### Supplied information
....................

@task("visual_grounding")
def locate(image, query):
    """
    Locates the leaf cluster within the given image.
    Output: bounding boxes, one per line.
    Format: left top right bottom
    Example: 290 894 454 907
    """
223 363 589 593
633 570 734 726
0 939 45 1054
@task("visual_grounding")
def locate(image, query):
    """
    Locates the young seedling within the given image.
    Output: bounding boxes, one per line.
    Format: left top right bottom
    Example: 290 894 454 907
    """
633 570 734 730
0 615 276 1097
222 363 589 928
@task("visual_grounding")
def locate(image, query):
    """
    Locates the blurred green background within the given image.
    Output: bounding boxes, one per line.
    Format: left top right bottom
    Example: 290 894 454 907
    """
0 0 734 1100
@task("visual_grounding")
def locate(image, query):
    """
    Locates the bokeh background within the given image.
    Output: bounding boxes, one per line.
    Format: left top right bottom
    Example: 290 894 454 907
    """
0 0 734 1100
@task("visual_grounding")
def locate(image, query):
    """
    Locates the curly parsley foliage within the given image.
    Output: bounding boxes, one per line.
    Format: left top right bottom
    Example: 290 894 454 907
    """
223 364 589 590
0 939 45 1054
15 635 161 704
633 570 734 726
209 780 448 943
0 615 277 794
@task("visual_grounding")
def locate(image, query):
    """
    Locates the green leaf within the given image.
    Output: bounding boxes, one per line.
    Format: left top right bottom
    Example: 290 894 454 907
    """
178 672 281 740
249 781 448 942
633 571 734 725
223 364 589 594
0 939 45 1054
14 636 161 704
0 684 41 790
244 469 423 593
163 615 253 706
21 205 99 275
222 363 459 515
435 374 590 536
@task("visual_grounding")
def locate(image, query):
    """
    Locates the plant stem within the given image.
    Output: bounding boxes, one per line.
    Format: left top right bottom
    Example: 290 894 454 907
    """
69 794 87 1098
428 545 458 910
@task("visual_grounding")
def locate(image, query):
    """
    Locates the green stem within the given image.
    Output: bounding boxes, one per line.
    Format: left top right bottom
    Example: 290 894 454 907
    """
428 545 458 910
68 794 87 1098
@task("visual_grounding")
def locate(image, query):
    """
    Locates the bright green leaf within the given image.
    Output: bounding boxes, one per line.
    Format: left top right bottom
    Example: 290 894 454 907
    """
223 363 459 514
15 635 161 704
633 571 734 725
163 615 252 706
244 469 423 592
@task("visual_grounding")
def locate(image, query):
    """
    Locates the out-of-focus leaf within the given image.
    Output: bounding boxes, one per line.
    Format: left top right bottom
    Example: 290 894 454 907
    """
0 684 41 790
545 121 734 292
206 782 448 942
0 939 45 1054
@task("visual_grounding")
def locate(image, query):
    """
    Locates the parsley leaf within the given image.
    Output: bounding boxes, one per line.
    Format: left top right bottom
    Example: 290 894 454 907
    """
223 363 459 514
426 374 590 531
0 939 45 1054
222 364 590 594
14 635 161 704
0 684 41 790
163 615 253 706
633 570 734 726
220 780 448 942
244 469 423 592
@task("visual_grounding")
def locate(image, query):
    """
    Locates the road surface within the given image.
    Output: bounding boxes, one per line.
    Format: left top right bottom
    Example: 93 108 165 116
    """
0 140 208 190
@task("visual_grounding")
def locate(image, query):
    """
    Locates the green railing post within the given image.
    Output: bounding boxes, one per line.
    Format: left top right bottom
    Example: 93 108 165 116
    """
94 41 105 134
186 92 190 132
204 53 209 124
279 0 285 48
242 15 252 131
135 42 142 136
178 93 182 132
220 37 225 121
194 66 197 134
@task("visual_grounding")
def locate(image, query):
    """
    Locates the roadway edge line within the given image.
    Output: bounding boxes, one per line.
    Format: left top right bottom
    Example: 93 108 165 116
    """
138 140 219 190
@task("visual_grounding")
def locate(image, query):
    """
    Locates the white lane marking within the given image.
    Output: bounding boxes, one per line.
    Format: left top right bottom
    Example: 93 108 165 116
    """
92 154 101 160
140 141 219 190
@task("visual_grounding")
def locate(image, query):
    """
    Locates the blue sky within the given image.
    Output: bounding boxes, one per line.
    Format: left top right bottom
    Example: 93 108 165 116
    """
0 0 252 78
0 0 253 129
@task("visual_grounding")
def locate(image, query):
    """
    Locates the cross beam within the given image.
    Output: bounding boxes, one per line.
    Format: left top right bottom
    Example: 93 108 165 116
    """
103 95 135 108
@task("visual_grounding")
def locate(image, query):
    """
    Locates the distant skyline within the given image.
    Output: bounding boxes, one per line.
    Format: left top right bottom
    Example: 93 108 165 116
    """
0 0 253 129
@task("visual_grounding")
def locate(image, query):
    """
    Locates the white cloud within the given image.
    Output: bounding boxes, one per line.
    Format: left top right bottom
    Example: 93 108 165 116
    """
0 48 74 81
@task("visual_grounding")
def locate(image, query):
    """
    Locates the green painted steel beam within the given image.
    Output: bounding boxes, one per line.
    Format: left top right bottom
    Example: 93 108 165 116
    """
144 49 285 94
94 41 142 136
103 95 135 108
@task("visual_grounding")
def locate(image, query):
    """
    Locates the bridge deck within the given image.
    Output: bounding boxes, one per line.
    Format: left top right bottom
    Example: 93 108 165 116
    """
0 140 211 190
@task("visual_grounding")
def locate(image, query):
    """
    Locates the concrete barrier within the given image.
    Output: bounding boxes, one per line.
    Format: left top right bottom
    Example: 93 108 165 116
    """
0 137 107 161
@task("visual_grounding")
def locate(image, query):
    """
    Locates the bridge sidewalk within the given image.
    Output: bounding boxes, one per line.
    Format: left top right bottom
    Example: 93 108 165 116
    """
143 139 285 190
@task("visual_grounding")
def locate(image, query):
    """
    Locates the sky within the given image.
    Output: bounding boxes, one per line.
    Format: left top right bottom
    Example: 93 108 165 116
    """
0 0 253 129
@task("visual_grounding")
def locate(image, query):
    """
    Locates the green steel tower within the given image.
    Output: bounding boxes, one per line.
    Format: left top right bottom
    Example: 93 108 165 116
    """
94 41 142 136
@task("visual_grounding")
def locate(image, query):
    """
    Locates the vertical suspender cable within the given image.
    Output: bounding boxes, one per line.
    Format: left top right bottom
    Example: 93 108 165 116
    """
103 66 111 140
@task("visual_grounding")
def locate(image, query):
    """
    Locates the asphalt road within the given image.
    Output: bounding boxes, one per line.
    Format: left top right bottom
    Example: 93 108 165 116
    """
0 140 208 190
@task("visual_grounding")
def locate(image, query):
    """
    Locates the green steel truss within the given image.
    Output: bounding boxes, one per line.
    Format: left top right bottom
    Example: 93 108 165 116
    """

....................

### Request
Reproduce every line of the records from the start through the line containing "0 615 277 794", requests included, and add 122 to each bounding box coordinate in the answers. Leave the numbers in the requests and in their format samples unchanged.

### Written response
@task("visual_grounding")
def locate(image, query):
    """
    Locates the leaf cluster within the given image.
    Output: bounding boxes, one per line.
    Format: left top right bottom
    Example: 290 894 454 907
    """
345 485 711 715
755 692 856 848
122 1061 167 1176
@task("visual_grounding")
def locate(image, query):
    """
    Locates the young seedling within the given image.
    Output: bounding boxes, one per line.
    Format: left top right bottom
    Example: 290 894 454 907
    """
755 692 856 852
122 737 398 1219
344 485 711 1050
@task("visual_grounding")
def locate(image, query):
    """
    Locates the blurred green background within the given image.
    Output: bounding boxes, one per line.
    Format: left top right bottom
    Example: 290 894 454 907
    """
122 122 856 1222
@task("visual_grounding")
def locate(image, query):
    """
    Locates the bokeh background within the given image.
    Output: bounding boxes, one per line.
    Format: left top right bottom
    Example: 290 894 454 907
    """
122 122 856 1222
@task("visual_grounding")
def locate(image, query):
    """
    Locates the curly parsley foliage within the given image.
    Output: bounding boxes, one per line.
    Format: left top right bottom
    Example: 290 894 454 907
    """
345 486 711 712
122 1061 167 1176
137 757 283 826
755 692 856 848
331 902 570 1065
122 737 399 916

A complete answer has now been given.